### GOAL:
Copy all of the following records line for line without changing anything, but leave the pictures out of your copy.
# RECORDS FOR THE TASK start
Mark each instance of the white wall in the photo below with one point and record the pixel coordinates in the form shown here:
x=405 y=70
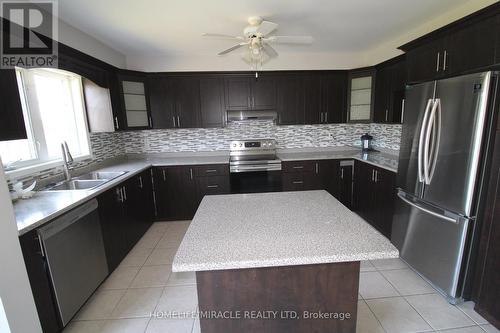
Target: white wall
x=389 y=49
x=81 y=41
x=303 y=61
x=15 y=290
x=233 y=62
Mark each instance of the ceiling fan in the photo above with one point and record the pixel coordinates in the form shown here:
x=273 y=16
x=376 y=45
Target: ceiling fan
x=257 y=41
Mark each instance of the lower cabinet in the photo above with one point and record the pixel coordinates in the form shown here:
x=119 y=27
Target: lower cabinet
x=316 y=175
x=374 y=190
x=126 y=213
x=41 y=286
x=180 y=189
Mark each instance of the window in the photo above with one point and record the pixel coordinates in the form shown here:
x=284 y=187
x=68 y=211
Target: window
x=53 y=112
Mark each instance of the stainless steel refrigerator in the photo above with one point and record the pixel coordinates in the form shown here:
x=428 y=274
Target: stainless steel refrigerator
x=445 y=129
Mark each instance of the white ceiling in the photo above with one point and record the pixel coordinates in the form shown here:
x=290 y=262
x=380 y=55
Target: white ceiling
x=159 y=28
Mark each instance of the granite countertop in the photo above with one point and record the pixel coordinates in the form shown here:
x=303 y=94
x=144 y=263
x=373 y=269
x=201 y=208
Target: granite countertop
x=384 y=160
x=276 y=229
x=45 y=205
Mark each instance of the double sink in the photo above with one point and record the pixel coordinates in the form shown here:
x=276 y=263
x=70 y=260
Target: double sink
x=88 y=181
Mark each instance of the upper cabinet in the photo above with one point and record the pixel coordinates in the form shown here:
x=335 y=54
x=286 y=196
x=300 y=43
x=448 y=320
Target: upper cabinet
x=11 y=112
x=389 y=91
x=135 y=104
x=361 y=95
x=250 y=93
x=464 y=46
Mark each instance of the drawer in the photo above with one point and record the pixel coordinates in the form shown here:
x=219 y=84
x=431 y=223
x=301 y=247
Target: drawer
x=211 y=170
x=294 y=181
x=212 y=185
x=298 y=166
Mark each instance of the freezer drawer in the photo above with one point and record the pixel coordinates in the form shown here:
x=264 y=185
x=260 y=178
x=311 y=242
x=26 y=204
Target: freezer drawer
x=431 y=241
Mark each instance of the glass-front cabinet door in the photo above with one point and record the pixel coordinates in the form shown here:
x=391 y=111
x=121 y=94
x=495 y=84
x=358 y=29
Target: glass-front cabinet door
x=360 y=96
x=135 y=103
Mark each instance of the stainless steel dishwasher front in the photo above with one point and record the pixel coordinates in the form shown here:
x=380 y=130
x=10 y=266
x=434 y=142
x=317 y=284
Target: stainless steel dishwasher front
x=74 y=250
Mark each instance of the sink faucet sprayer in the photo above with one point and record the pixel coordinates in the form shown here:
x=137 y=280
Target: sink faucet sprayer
x=67 y=158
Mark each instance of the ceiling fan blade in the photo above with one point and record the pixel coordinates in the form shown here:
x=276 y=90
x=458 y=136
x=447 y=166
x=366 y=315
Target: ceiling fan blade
x=235 y=47
x=289 y=39
x=270 y=51
x=222 y=36
x=266 y=27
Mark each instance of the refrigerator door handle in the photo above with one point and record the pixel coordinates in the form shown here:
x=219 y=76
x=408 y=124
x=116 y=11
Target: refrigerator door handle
x=430 y=147
x=421 y=141
x=403 y=197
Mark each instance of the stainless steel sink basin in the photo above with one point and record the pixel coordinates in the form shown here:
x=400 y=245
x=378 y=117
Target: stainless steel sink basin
x=98 y=175
x=77 y=184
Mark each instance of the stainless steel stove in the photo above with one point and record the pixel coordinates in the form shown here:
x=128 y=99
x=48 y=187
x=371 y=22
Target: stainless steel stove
x=254 y=166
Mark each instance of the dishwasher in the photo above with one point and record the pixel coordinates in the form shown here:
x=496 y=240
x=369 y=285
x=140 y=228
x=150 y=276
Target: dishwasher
x=74 y=250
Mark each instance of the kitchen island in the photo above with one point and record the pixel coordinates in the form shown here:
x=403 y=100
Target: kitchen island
x=278 y=262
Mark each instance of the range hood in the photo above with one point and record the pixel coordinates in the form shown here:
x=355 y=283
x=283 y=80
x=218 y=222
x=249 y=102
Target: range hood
x=252 y=115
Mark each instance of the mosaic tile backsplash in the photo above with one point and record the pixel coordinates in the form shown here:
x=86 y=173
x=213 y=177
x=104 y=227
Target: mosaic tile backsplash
x=114 y=144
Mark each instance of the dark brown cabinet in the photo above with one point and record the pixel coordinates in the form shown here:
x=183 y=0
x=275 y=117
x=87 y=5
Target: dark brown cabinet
x=311 y=175
x=212 y=102
x=41 y=286
x=389 y=91
x=472 y=47
x=290 y=99
x=162 y=102
x=250 y=93
x=374 y=190
x=180 y=189
x=325 y=97
x=11 y=112
x=346 y=184
x=463 y=46
x=125 y=213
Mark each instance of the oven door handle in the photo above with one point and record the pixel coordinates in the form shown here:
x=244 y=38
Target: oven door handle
x=252 y=168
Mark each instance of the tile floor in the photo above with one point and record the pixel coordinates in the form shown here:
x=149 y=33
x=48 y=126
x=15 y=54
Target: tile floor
x=392 y=298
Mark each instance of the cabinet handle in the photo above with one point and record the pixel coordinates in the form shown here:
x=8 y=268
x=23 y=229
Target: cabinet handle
x=402 y=110
x=119 y=194
x=39 y=239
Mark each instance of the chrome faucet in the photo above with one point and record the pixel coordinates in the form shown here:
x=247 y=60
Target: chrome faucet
x=67 y=158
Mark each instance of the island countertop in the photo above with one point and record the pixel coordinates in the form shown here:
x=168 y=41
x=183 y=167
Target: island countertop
x=276 y=229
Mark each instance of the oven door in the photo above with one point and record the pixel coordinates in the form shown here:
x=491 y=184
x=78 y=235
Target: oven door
x=256 y=181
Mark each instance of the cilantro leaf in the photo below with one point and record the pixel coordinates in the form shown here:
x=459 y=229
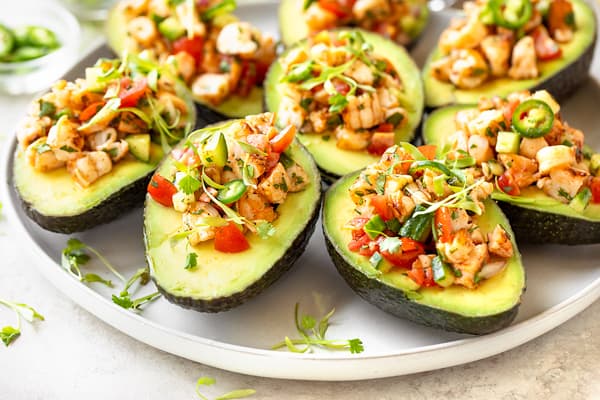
# RECORDS FOR THE TASK end
### EXERCISE OUTPUT:
Mark each instance of the white wall in the photo below with one point and record the pixel coordinates in the form shown here:
x=405 y=70
Target: white wall
x=389 y=49
x=81 y=41
x=303 y=61
x=15 y=290
x=233 y=62
Mark each instance of the ceiling fan in the photo above with one point and record the pixel coordinates in the form shown here:
x=273 y=16
x=376 y=45
Target: ceiling fan
x=257 y=41
Mark each instance of the lower cabinet in the photo above with one point and record the pixel coordinates in the form shown here:
x=119 y=27
Target: lower cabinet
x=316 y=175
x=374 y=190
x=126 y=213
x=41 y=286
x=180 y=189
Mark each instance of the window in the photo above with one point and record the pixel coordinates in the form shown here:
x=284 y=187
x=68 y=211
Target: window
x=53 y=112
Mark each instance of the stainless steel refrigerator in the photo above with one point and record the pixel coordinates in the form shown here:
x=428 y=274
Target: stainless steel refrigerator
x=445 y=129
Mark each instance of the white ceiling in the photo above with one point and record the pixel coordinates in the form shown here:
x=290 y=262
x=380 y=55
Target: white ceiling
x=159 y=28
Mark each instance of the granite countertop in the photo above with one point and record the pixel coordinates in the form shown here:
x=303 y=94
x=144 y=263
x=373 y=269
x=201 y=208
Target: granite countertop
x=384 y=160
x=276 y=229
x=45 y=205
Mark each instance of the double sink in the photo above with one point and record the pixel coordinates in the form shown here:
x=276 y=263
x=70 y=260
Target: double sink
x=88 y=181
Mark each instance of the upper cabinet in the photo above with one point and record the pixel coordinates in the form shown here:
x=335 y=54
x=286 y=196
x=300 y=43
x=448 y=320
Target: upper cabinet
x=11 y=112
x=389 y=91
x=135 y=104
x=361 y=95
x=250 y=93
x=464 y=46
Mark each instance of the drawer in the photo above with one point and record the pixel coordinates in the form shown here:
x=219 y=84
x=431 y=223
x=301 y=247
Target: drawer
x=211 y=170
x=294 y=181
x=212 y=185
x=298 y=166
Mark each instance of the freezer drawer in the photo above with one point and record the pixel coordinates in the form shown here:
x=264 y=185
x=260 y=178
x=311 y=242
x=26 y=204
Target: freezer drawer
x=431 y=241
Mark each instance of the glass-front cabinet door in the photo above with one point and record the pixel coordinates in the form shown here:
x=391 y=111
x=121 y=94
x=495 y=84
x=358 y=29
Target: glass-front cabinet door
x=360 y=96
x=135 y=103
Mark each instance of the stainless steel dishwasher front in the photo above with one point and record the pixel coordinates in the form shown here:
x=380 y=130
x=10 y=266
x=434 y=142
x=317 y=284
Target: stainless steel dishwasher front
x=74 y=250
Mark each instance of the sink faucet sprayer in the photo above with one point and record the pixel coordinates in the form shown here:
x=137 y=280
Target: sink faucet sprayer
x=67 y=158
Mark each instance of the ceiling fan blade in the photo above with one point and record the pixel coordinates in the form shown here:
x=276 y=90
x=458 y=136
x=447 y=166
x=366 y=315
Target: ceiling fan blade
x=235 y=47
x=289 y=39
x=270 y=51
x=222 y=36
x=266 y=27
Mark each instance of the refrigerator door handle in the photo above with one point and record the pixel coordinates in the form shown here:
x=219 y=76
x=408 y=124
x=116 y=11
Target: refrigerator door handle
x=430 y=147
x=421 y=141
x=403 y=197
Mark each instance of the stainless steel sink basin in the photo above with one point and record the pixel coordinates in the form shown here:
x=400 y=245
x=378 y=117
Target: stainless steel sink basin
x=98 y=175
x=77 y=184
Mark each instance of the stainless steel stove in the photo above with one point and record the pixel coordinates in the form shown here:
x=128 y=99
x=48 y=187
x=371 y=22
Target: stainless steel stove
x=254 y=166
Mark each instance of the dishwasher in the photo above with one point and record the pixel coordinates in the form shown here:
x=496 y=240
x=369 y=285
x=140 y=228
x=150 y=276
Target: dishwasher
x=74 y=250
Mark each instance of the kitchen island in the photo above with one point and record the pixel coordinates in the form shown here:
x=403 y=100
Target: kitchen island
x=278 y=262
Mark each instance of the range hood in the photo above with one point and record the pixel coordinates in the form shown here:
x=355 y=283
x=283 y=80
x=218 y=222
x=249 y=102
Target: range hood
x=252 y=115
Mark each instance of the mosaic tile backsplash in the photo above with one point and record the pixel coordinates in the form shown here:
x=86 y=173
x=213 y=177
x=104 y=227
Target: mosaic tile backsplash
x=114 y=144
Mark each instance of the dark brown cabinet in the photo above with one point and record the pixel coordinates in the form shown here:
x=183 y=0
x=275 y=117
x=87 y=5
Target: dark brown cabinet
x=311 y=175
x=212 y=102
x=41 y=286
x=389 y=91
x=472 y=47
x=290 y=99
x=162 y=102
x=250 y=93
x=374 y=190
x=180 y=189
x=325 y=97
x=11 y=112
x=346 y=184
x=463 y=46
x=125 y=213
Mark each instance of the oven door handle in the photo above with one point and record the pixel coordinates in the form shown here:
x=244 y=38
Target: oven door handle
x=252 y=168
Mark each instance of the tile floor in the photo above with one point and record the pixel coordinates in the form shown here:
x=149 y=33
x=48 y=126
x=15 y=54
Target: tile floor
x=392 y=298
Mark each instance of the cabinet handle in the photo above with one point and record the pixel coordinates in the form shown here:
x=8 y=268
x=23 y=229
Target: cabinet handle
x=402 y=110
x=119 y=194
x=39 y=239
Mark each instance of the chrome faucet in the photo above with one point and record the pixel coordinates in the form shown here:
x=247 y=60
Target: chrome faucet
x=67 y=158
Mark each instance of the island countertop in the photo above with one point and record the pixel coordinates in the form shown here:
x=168 y=41
x=183 y=167
Target: island countertop
x=276 y=229
Mark each instance of the oven door in the photo above with one point and record the pixel coordinates in the form shown here:
x=491 y=184
x=78 y=235
Target: oven door
x=256 y=181
Mark each instance of the cilantro leaf in the photo below with one point and record the pixel coordinates in the form shown here:
x=459 y=229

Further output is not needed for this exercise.